Task description
How many lines of the records below contain the string "after"? Reply with the number alone.

Stored items:
[Start of section]

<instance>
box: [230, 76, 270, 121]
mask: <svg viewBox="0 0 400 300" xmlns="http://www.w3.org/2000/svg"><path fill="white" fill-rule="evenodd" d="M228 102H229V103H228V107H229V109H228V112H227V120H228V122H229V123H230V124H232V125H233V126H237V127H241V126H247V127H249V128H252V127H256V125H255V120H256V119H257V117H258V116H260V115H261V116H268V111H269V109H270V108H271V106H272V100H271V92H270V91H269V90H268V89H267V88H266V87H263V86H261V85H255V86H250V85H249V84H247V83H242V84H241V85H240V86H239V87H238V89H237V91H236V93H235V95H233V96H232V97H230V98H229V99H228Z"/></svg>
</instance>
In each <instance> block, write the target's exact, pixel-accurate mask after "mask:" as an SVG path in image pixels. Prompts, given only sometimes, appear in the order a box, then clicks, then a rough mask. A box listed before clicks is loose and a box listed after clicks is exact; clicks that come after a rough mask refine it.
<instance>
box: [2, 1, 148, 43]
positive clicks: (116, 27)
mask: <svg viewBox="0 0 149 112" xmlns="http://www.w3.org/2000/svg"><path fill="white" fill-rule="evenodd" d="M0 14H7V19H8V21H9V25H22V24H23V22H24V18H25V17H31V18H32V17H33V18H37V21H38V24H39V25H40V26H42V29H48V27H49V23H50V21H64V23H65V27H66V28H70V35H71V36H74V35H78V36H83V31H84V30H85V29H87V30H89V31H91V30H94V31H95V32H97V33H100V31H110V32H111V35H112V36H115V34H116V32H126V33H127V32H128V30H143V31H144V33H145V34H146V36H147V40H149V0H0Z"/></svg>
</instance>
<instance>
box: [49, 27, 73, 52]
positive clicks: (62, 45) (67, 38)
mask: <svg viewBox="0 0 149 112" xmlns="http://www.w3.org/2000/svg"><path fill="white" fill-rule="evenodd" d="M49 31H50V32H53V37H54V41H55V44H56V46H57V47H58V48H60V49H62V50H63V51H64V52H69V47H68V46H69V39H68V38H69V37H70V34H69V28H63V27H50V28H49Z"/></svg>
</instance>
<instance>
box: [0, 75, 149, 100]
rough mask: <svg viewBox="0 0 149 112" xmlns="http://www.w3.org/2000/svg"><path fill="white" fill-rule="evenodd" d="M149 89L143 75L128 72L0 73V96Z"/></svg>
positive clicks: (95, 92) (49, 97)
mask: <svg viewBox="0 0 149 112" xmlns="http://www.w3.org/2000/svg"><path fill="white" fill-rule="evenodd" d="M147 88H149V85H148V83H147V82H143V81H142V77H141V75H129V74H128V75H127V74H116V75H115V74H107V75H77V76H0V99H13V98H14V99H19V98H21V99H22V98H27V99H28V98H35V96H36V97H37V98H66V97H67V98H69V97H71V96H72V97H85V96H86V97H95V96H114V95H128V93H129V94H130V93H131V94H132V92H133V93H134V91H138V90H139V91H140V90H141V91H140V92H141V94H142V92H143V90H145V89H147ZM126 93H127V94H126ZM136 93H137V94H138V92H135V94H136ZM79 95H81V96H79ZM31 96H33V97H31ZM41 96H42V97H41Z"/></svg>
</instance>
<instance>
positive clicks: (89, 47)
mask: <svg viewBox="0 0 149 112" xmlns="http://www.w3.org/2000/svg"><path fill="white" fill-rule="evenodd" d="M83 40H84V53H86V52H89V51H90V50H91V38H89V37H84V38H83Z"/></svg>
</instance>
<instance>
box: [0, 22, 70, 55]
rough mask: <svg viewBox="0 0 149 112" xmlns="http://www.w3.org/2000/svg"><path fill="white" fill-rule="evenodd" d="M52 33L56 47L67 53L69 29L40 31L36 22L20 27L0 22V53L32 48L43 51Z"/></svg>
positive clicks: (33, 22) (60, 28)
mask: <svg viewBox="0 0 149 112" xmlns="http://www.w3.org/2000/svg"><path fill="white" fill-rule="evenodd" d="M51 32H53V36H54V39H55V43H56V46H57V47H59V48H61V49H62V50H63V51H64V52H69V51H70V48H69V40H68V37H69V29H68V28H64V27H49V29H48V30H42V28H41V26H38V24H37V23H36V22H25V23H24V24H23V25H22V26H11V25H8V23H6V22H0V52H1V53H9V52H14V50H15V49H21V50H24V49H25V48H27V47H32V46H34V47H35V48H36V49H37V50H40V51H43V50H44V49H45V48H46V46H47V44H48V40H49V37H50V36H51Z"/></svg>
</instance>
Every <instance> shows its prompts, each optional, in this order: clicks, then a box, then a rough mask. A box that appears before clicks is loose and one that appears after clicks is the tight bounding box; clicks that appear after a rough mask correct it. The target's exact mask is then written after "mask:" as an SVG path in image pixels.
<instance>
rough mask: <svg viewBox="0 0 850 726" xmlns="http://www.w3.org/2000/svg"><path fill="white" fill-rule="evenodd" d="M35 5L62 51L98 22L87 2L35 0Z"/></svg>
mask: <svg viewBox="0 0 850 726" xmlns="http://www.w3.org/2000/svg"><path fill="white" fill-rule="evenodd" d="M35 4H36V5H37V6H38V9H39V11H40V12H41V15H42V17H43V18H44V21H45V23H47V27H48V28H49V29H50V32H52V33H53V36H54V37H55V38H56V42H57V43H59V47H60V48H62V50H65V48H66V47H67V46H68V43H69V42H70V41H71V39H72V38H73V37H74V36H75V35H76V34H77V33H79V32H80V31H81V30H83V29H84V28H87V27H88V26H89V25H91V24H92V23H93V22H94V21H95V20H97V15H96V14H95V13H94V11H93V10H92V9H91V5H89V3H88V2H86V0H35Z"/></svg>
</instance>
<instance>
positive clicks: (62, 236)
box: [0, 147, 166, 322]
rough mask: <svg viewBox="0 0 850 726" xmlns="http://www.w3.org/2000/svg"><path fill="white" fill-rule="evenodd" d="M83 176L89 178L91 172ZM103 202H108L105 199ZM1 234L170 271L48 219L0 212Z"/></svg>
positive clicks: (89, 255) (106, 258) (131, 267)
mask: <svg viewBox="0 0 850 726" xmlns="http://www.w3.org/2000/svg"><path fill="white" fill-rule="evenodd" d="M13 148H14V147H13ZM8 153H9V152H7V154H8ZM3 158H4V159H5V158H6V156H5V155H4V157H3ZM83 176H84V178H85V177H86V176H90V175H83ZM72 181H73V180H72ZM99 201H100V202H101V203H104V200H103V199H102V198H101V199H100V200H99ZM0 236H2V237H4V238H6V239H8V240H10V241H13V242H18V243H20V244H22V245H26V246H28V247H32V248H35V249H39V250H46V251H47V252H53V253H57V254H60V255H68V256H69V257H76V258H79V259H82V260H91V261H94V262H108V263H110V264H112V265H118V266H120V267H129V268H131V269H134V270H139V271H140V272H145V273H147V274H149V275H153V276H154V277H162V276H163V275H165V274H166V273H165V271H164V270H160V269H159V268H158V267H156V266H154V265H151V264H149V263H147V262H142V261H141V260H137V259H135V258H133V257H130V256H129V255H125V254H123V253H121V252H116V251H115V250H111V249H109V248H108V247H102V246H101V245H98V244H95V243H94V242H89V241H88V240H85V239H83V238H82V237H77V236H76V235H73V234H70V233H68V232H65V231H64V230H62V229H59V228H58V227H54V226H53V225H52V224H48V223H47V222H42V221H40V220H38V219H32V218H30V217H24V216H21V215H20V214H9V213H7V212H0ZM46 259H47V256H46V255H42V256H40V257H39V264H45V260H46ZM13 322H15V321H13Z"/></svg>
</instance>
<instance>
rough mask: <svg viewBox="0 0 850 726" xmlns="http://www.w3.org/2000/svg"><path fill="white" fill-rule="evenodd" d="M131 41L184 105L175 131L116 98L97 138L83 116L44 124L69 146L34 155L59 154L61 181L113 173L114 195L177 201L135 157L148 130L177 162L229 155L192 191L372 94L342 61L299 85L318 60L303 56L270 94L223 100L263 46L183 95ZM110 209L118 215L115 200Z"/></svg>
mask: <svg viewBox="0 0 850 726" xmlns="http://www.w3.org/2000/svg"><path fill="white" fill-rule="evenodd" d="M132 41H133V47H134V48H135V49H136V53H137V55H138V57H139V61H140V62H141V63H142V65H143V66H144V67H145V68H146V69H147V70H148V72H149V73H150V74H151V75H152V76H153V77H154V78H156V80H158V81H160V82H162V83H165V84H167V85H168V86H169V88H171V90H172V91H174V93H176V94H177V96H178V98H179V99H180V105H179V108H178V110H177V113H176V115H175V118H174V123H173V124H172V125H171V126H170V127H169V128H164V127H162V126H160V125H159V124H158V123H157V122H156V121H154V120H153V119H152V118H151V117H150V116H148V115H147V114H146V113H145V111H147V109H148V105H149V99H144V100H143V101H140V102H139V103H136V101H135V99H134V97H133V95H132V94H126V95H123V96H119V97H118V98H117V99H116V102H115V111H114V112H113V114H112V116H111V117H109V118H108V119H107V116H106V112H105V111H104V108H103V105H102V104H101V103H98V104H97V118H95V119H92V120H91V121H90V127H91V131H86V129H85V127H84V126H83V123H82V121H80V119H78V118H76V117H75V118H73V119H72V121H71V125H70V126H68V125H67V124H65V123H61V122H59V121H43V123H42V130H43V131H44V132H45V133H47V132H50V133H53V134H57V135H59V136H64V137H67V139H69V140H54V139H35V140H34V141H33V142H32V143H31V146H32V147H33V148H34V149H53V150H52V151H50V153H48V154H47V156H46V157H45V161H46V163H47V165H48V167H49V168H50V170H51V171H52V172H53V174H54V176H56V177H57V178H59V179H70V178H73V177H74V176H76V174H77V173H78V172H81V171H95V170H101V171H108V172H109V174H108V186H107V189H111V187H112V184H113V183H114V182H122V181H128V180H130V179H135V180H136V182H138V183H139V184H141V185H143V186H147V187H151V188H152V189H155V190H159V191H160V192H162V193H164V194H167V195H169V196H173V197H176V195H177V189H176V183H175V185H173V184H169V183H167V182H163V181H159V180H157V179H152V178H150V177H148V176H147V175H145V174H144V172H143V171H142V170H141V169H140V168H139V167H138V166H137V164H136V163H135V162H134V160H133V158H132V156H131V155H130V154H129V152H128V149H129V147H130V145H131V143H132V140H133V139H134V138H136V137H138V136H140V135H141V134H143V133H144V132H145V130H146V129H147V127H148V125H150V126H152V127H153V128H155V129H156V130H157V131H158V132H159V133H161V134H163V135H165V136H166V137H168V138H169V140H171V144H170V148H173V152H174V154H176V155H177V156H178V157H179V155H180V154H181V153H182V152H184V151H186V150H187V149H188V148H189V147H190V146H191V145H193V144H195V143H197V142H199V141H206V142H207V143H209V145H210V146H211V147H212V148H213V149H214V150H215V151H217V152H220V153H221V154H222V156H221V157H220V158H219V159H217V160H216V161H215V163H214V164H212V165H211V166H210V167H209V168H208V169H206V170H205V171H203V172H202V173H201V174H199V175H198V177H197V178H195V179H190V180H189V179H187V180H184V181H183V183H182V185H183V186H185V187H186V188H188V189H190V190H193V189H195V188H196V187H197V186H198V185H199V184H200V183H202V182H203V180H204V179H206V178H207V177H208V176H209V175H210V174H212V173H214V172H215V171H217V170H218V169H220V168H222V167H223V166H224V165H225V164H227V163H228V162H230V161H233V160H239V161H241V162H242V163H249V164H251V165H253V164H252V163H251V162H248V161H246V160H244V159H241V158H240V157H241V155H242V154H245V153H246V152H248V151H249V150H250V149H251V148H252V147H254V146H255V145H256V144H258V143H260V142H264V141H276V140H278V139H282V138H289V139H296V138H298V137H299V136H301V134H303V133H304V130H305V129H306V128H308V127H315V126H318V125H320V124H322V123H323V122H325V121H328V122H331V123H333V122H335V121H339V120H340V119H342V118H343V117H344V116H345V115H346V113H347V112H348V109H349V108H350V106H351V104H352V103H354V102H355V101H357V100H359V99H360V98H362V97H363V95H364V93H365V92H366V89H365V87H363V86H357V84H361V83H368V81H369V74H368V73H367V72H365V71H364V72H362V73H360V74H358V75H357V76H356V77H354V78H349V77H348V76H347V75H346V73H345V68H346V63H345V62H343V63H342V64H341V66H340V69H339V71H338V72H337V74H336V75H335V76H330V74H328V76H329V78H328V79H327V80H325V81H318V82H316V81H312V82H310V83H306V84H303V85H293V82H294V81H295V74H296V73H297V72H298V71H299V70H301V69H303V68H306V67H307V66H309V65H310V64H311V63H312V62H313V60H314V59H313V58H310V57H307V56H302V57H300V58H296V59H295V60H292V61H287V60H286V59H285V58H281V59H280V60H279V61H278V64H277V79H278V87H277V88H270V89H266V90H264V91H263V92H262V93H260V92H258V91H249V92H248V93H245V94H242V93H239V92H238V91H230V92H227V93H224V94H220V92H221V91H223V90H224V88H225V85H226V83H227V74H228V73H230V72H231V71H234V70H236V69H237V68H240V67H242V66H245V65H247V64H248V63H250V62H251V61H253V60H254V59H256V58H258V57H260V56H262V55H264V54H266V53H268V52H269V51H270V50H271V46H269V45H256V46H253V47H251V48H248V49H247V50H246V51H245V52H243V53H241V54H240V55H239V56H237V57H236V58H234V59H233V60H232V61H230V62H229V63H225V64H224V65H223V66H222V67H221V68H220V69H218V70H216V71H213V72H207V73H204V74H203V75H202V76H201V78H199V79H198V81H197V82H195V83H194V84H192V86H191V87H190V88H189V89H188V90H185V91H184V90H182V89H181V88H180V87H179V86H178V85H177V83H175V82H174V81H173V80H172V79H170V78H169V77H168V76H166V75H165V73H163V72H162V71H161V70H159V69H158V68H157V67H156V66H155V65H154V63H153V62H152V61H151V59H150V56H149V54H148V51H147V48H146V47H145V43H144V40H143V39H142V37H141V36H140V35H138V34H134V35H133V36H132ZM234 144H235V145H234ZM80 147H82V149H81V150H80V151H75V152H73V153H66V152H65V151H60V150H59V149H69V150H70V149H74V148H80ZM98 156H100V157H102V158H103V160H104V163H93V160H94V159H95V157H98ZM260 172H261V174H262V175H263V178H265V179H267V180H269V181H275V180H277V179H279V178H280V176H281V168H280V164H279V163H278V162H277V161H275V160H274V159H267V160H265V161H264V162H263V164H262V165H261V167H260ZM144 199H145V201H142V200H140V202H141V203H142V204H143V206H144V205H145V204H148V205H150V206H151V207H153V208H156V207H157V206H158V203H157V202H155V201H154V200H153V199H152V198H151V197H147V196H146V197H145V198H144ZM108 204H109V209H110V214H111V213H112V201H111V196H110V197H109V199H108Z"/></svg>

[End of section]

Answer
2